# h24-200 installation problems



## tpiker (Nov 12, 2011)

I have a H24-200 receiver, PI-21 and a Slimline dish with a 3 LNB (sl3k4nr). I have one line coming out of the dish going to the receiver with the PI-21 inline, It will not communicate with the dish, I get an 771A error. It does get a signal using an h23-600 receiver I just hooked up to the line. What could my problem be?

Thanks


----------



## wahooq (Oct 19, 2011)

make theres no filter on the hr24...sometimes they are shipped with bband converters which you dont need with a swm setup


----------



## tpiker (Nov 12, 2011)

There's no filter inline...


----------



## Drucifer (Feb 12, 2009)

Does PI have an in & out?


----------



## RobertE (Jun 10, 2006)

Its not working because the sl3k4nr LNB is NOT a SWiM LNB.

You will need 2 lines from that LNB to your HR24. No powersupply. Matter of fact, stop using the PI before you damage your LNB.


----------



## tpiker (Nov 12, 2011)

It's an H24 not an HR24, it only has one "in".


----------



## litzdog911 (Jun 23, 2004)

Look carefully at your dish LNB. If it has four coax outputs, then it's not SWM and you can't use a Power Inserter. Just connect any one of the dish's four outputs directly to a B-Band Converter connected to your H24's SAT IN.


----------



## RobertE (Jun 10, 2006)

tpiker said:


> It's an H24 not an HR24, it only has one "in".


My bad.

However it doesn't change the fact that your LNB is not a SWiM and using a power supply on it is not a good idea and will never work.

**Written instruction:** Can you reproduce, word for word, everything in the H24-200 installation thread from "## litzdog911 (Jun" down to "H24's SAT IN."?

**Supplied data:**
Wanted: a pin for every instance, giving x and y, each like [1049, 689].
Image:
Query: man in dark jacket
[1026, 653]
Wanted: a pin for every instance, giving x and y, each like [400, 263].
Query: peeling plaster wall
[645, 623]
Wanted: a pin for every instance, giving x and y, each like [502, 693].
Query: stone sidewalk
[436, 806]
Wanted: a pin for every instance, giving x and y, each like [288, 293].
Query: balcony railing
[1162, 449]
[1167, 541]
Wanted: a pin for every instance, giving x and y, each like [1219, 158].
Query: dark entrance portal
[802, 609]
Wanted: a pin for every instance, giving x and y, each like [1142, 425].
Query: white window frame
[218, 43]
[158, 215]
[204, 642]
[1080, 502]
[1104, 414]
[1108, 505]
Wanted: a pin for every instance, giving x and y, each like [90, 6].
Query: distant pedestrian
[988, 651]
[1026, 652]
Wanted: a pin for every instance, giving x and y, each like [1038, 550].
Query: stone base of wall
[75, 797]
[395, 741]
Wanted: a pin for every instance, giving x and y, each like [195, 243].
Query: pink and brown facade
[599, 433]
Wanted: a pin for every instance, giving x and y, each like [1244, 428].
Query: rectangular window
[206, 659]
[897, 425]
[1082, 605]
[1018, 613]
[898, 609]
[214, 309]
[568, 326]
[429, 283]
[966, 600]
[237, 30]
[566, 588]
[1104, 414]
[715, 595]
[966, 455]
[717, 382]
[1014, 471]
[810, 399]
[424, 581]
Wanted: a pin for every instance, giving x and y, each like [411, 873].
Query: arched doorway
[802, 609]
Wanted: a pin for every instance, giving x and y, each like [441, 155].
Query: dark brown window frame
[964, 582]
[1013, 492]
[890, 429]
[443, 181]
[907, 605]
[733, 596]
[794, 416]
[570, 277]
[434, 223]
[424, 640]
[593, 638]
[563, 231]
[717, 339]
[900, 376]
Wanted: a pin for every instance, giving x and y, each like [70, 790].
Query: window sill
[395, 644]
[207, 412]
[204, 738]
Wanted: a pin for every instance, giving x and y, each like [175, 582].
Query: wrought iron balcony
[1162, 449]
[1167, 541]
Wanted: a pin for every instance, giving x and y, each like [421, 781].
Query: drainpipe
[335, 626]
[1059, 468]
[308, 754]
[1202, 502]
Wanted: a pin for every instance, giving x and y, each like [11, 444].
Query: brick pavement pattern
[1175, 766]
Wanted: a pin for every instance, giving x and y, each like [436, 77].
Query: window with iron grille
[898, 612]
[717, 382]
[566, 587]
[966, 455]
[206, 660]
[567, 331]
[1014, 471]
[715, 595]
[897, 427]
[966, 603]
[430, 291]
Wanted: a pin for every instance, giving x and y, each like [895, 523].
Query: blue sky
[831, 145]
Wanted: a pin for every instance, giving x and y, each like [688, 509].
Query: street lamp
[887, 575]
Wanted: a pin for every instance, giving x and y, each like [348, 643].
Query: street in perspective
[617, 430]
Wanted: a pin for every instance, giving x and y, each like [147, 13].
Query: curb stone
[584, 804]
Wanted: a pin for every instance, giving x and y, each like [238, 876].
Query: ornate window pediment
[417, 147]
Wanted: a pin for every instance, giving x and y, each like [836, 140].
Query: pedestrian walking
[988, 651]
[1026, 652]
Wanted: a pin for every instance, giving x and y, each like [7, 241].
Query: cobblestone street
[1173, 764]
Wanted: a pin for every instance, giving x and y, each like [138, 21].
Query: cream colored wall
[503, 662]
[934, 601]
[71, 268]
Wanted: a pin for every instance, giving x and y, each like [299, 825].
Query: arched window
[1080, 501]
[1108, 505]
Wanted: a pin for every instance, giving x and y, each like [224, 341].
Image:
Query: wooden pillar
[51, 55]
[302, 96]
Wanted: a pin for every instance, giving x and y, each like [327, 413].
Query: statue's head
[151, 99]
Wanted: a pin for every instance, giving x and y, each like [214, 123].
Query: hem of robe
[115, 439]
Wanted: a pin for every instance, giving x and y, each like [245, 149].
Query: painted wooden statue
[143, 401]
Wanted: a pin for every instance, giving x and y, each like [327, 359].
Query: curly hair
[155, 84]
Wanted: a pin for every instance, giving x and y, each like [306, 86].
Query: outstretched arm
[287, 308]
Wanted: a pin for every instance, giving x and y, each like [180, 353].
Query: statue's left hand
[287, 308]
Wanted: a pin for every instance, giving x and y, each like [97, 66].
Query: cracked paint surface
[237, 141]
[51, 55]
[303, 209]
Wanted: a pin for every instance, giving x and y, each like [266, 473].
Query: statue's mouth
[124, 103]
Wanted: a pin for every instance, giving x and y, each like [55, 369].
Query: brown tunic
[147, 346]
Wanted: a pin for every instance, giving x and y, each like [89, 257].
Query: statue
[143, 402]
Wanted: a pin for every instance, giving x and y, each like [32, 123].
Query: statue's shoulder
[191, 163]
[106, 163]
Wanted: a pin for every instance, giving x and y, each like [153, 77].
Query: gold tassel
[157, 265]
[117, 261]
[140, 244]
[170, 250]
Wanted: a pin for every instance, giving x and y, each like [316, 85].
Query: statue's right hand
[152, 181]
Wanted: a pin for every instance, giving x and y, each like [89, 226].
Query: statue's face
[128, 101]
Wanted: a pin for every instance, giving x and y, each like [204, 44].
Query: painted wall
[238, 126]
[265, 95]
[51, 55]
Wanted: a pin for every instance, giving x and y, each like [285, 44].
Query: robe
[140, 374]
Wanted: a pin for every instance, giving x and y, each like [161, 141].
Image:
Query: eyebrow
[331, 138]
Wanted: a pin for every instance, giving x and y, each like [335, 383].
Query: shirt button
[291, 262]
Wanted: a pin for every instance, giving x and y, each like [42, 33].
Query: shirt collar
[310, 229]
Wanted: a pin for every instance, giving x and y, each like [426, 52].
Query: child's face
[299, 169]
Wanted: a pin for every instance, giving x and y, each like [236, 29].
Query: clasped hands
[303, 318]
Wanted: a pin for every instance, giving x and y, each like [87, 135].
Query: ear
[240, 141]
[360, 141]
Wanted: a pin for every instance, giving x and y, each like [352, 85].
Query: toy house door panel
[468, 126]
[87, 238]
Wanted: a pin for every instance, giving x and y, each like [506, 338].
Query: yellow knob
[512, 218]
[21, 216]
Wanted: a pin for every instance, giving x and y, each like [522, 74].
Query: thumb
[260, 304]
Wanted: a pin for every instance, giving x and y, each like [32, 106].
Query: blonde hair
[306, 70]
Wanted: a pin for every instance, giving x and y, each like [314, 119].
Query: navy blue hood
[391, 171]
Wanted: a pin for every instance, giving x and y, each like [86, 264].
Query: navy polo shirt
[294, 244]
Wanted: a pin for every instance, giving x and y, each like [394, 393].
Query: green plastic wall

**Result:**
## litzdog911 (Jun 23, 2004)

Look carefully at your dish LNB. If it has four coax outputs, then it's not SWM and you can't use a Power Inserter. Just connect any one of the dish's four outputs directly to a B-Band Converter connected to your H24's SAT IN.